YOUR INSTRUCTIONS →
Copy out the data from the line containing "Do you see the mirrored" through the line containing "566,265 -> 594,285", both ends included, and leave every line unchanged.

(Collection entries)

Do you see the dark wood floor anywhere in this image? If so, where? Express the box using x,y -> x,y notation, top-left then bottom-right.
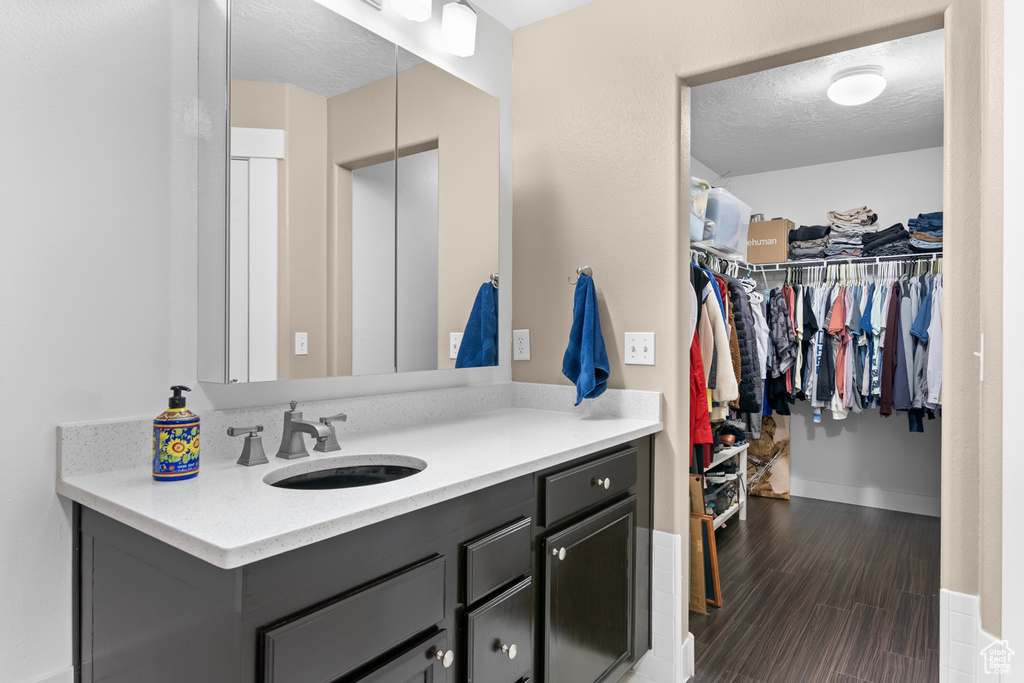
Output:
690,497 -> 939,683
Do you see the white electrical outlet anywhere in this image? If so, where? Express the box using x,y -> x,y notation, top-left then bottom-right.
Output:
449,332 -> 462,358
512,330 -> 529,360
626,332 -> 654,366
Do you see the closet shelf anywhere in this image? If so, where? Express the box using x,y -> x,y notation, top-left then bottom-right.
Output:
706,443 -> 751,470
690,243 -> 942,272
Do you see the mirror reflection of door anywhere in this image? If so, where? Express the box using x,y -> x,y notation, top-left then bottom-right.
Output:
352,150 -> 437,375
214,0 -> 500,382
227,128 -> 285,382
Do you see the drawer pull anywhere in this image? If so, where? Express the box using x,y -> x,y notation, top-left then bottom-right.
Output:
434,650 -> 455,669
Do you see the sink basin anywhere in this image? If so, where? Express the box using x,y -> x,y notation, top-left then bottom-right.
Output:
263,455 -> 427,490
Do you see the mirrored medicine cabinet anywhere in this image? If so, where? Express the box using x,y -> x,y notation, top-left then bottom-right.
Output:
199,0 -> 500,383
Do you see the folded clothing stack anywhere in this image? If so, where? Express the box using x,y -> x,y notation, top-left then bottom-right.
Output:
861,223 -> 910,256
790,225 -> 830,261
826,206 -> 879,233
825,206 -> 879,258
906,211 -> 942,254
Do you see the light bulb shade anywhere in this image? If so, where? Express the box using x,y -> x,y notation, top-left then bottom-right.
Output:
391,0 -> 433,22
441,2 -> 476,57
828,67 -> 886,106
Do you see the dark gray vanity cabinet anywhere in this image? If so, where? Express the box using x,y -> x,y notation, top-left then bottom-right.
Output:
543,496 -> 637,683
76,438 -> 652,683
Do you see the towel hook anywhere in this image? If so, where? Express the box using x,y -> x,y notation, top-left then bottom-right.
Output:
566,265 -> 594,285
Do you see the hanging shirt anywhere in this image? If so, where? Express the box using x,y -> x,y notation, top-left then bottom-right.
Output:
925,273 -> 942,411
690,335 -> 715,467
879,282 -> 900,417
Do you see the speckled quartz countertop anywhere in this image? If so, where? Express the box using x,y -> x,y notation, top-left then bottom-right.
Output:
56,393 -> 662,569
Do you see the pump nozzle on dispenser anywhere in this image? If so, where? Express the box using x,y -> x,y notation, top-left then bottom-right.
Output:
167,384 -> 191,408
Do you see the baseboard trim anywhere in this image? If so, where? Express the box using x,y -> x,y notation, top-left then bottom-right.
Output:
677,633 -> 696,683
790,476 -> 942,517
29,667 -> 75,683
633,531 -> 693,683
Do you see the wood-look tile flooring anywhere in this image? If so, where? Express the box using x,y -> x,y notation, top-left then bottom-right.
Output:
690,497 -> 939,683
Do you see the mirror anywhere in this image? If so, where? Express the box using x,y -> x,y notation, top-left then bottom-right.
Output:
200,0 -> 500,382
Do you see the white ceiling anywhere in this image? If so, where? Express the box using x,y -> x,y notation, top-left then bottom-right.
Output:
690,30 -> 944,180
469,0 -> 594,30
231,0 -> 423,97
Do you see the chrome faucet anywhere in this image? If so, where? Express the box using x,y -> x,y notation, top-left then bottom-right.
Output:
313,413 -> 348,453
278,400 -> 332,460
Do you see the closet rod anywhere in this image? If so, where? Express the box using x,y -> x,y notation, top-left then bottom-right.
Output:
690,244 -> 942,272
745,254 -> 942,272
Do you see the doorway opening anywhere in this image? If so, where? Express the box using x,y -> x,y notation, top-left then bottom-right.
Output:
683,30 -> 945,683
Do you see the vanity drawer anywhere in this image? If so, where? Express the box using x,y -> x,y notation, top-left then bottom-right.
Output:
466,579 -> 534,683
465,517 -> 531,604
542,446 -> 637,526
259,555 -> 444,683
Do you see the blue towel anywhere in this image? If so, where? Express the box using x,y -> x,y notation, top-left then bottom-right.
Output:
562,275 -> 609,405
455,282 -> 498,368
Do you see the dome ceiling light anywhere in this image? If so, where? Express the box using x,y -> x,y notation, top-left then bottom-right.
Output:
827,66 -> 886,106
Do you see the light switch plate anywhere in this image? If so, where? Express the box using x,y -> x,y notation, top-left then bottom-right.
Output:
512,330 -> 529,360
626,332 -> 654,366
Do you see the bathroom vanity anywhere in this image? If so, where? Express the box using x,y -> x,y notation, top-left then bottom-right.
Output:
58,395 -> 660,683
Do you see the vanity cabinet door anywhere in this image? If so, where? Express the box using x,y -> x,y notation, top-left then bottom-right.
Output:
466,579 -> 534,683
542,496 -> 637,683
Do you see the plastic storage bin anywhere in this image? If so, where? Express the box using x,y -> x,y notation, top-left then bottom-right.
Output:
707,187 -> 751,260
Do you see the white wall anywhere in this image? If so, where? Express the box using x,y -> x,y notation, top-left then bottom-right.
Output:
1001,2 -> 1024,671
0,0 -> 512,683
395,150 -> 438,373
727,147 -> 942,515
352,161 -> 395,375
720,147 -> 942,227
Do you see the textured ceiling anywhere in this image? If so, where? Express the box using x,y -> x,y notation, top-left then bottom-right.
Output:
231,0 -> 422,97
690,30 -> 944,180
470,0 -> 594,29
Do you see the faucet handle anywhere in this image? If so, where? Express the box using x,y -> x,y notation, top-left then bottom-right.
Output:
227,425 -> 270,467
313,413 -> 348,453
227,425 -> 263,436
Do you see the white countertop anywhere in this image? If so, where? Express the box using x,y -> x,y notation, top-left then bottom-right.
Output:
56,408 -> 663,569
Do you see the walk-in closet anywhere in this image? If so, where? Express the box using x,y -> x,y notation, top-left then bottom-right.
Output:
688,30 -> 942,683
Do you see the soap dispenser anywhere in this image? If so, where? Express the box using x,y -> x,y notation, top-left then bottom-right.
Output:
153,386 -> 199,481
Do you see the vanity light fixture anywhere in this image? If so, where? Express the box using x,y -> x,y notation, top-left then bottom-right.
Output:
441,0 -> 476,57
390,0 -> 433,22
827,66 -> 886,106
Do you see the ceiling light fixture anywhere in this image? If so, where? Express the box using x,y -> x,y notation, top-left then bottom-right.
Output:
828,66 -> 886,106
391,0 -> 433,22
441,0 -> 476,57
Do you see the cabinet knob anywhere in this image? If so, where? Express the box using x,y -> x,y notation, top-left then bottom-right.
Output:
434,650 -> 455,669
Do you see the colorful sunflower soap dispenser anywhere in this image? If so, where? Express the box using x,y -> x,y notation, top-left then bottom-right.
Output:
153,386 -> 199,481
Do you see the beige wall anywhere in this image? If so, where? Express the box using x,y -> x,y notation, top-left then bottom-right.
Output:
231,79 -> 328,379
978,0 -> 1006,637
512,0 -> 1001,630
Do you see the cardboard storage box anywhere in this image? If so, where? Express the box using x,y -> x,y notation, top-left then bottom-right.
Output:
746,218 -> 796,263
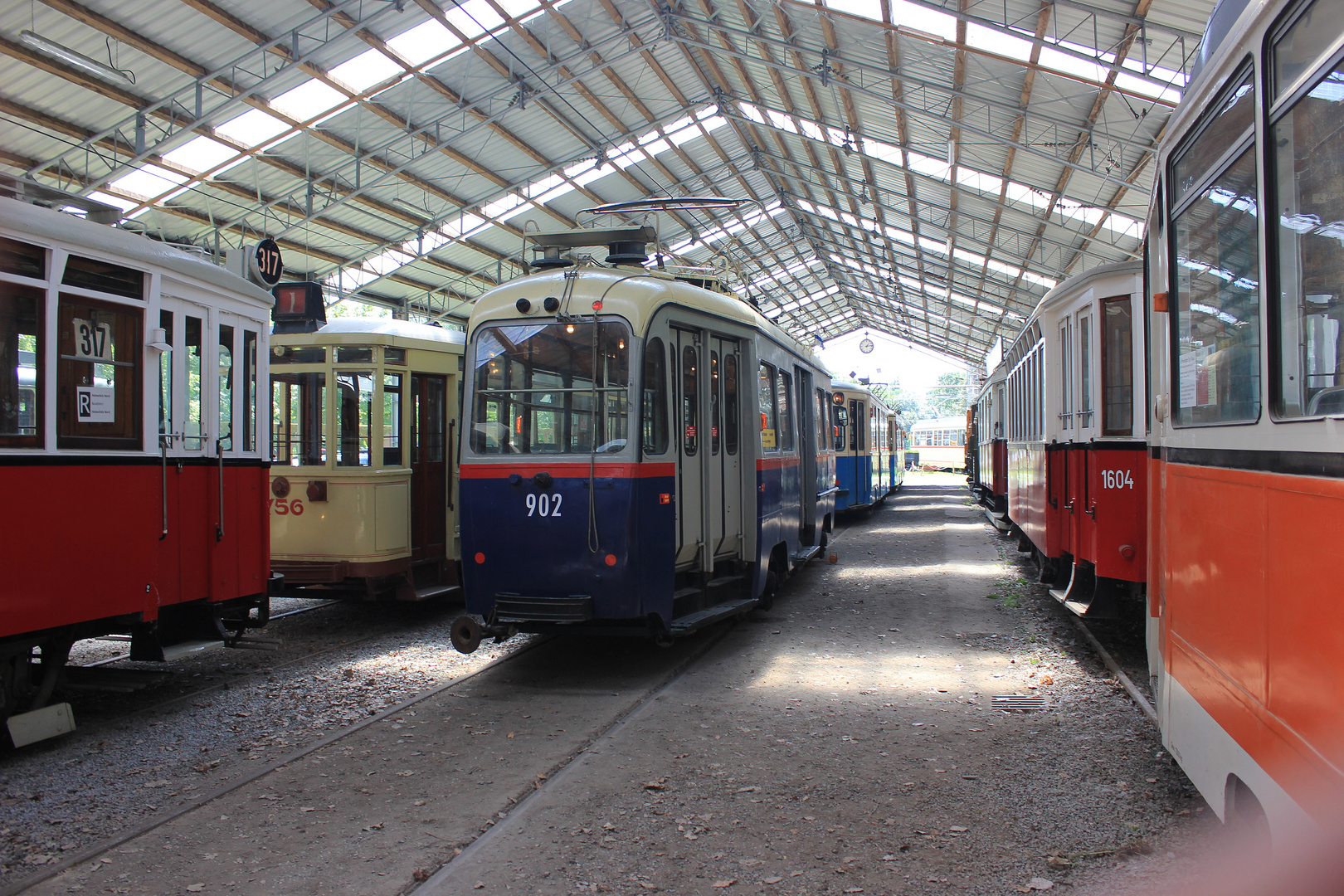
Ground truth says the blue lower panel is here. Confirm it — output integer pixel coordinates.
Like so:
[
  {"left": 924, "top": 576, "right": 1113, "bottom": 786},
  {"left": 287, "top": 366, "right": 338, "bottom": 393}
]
[{"left": 461, "top": 470, "right": 676, "bottom": 621}]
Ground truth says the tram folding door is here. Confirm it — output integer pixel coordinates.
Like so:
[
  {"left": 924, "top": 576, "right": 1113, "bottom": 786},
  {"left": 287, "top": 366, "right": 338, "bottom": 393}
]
[
  {"left": 408, "top": 373, "right": 451, "bottom": 562},
  {"left": 670, "top": 326, "right": 742, "bottom": 572}
]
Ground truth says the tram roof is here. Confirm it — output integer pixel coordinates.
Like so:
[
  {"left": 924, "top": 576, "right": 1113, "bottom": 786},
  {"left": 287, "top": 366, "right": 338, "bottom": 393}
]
[{"left": 0, "top": 0, "right": 1214, "bottom": 363}]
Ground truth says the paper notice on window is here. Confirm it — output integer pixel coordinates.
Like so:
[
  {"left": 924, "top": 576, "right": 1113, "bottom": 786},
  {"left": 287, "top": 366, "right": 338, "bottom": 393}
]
[{"left": 75, "top": 386, "right": 117, "bottom": 423}]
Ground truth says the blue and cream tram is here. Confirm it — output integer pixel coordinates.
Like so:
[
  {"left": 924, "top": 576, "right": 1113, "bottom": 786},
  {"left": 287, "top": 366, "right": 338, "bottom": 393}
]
[
  {"left": 453, "top": 227, "right": 836, "bottom": 651},
  {"left": 830, "top": 380, "right": 904, "bottom": 510}
]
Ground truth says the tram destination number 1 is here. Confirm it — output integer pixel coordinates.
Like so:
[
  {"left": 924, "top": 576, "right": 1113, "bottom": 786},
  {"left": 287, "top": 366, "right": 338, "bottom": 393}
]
[{"left": 1101, "top": 470, "right": 1134, "bottom": 489}]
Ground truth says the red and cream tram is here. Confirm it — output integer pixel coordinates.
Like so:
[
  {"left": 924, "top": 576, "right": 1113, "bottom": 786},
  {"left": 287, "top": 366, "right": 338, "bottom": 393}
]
[
  {"left": 1004, "top": 262, "right": 1147, "bottom": 616},
  {"left": 1127, "top": 0, "right": 1344, "bottom": 844},
  {"left": 967, "top": 363, "right": 1008, "bottom": 528},
  {"left": 0, "top": 184, "right": 278, "bottom": 746}
]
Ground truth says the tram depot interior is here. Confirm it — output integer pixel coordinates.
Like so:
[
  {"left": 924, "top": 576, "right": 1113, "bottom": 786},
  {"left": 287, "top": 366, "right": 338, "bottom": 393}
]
[{"left": 0, "top": 0, "right": 1344, "bottom": 896}]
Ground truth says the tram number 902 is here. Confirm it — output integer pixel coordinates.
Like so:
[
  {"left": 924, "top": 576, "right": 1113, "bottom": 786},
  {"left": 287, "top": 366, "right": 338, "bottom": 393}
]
[
  {"left": 1101, "top": 470, "right": 1134, "bottom": 489},
  {"left": 527, "top": 492, "right": 564, "bottom": 516}
]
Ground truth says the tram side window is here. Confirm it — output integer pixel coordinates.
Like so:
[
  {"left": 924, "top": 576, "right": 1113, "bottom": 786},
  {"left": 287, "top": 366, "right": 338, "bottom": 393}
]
[
  {"left": 219, "top": 325, "right": 234, "bottom": 451},
  {"left": 0, "top": 284, "right": 43, "bottom": 447},
  {"left": 270, "top": 373, "right": 327, "bottom": 466},
  {"left": 641, "top": 337, "right": 668, "bottom": 454},
  {"left": 182, "top": 317, "right": 206, "bottom": 451},
  {"left": 242, "top": 330, "right": 256, "bottom": 451},
  {"left": 383, "top": 373, "right": 402, "bottom": 466},
  {"left": 1270, "top": 48, "right": 1344, "bottom": 418},
  {"left": 757, "top": 362, "right": 780, "bottom": 451},
  {"left": 723, "top": 352, "right": 741, "bottom": 455},
  {"left": 336, "top": 371, "right": 373, "bottom": 466},
  {"left": 709, "top": 351, "right": 722, "bottom": 457},
  {"left": 1101, "top": 295, "right": 1134, "bottom": 436},
  {"left": 56, "top": 295, "right": 141, "bottom": 450},
  {"left": 681, "top": 345, "right": 700, "bottom": 457},
  {"left": 1078, "top": 314, "right": 1091, "bottom": 431}
]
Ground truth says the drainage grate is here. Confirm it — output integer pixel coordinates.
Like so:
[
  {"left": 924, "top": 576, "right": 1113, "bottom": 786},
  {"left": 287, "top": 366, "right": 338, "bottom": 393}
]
[{"left": 989, "top": 694, "right": 1045, "bottom": 711}]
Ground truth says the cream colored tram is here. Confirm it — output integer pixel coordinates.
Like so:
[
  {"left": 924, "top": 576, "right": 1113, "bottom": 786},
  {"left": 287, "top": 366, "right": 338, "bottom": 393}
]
[{"left": 267, "top": 285, "right": 464, "bottom": 601}]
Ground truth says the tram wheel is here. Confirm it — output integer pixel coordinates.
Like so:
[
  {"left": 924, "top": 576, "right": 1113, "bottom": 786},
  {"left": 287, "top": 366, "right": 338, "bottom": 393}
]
[
  {"left": 757, "top": 570, "right": 780, "bottom": 610},
  {"left": 449, "top": 616, "right": 481, "bottom": 653}
]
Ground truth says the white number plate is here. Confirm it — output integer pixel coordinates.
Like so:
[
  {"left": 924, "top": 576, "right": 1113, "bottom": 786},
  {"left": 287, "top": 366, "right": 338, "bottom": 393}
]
[
  {"left": 527, "top": 492, "right": 564, "bottom": 516},
  {"left": 1101, "top": 470, "right": 1134, "bottom": 489}
]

EXERCISE ANSWER →
Do you see the mirrored medicine cabinet anywhere in this image? If so, where? Express the box using x,y -> x,y notation, top-left then bottom-right.
Output:
199,0 -> 500,383
Do you see the folded clothing stack anywhere in this image? If so, where? Express the box using x,y -> x,y notation, top-left then bottom-right.
Output:
861,223 -> 910,256
790,225 -> 830,261
826,206 -> 879,233
825,206 -> 879,258
906,211 -> 942,254
Do you see the light bulb shade anywhere in this image? If so, where? Express the box using x,y -> x,y notation, top-left then bottom-right.
Output:
391,0 -> 433,22
441,2 -> 476,57
828,67 -> 886,106
Do you see the dark gray vanity cabinet anywhere in this image? If so, where? Express the box using x,y -> x,y notation, top-left then bottom-right.
Output:
543,496 -> 637,683
76,438 -> 652,683
Do you see the towel hook anywhere in this image? If so, where? Express the box using x,y -> x,y notation, top-left then bottom-right.
Output:
566,265 -> 594,285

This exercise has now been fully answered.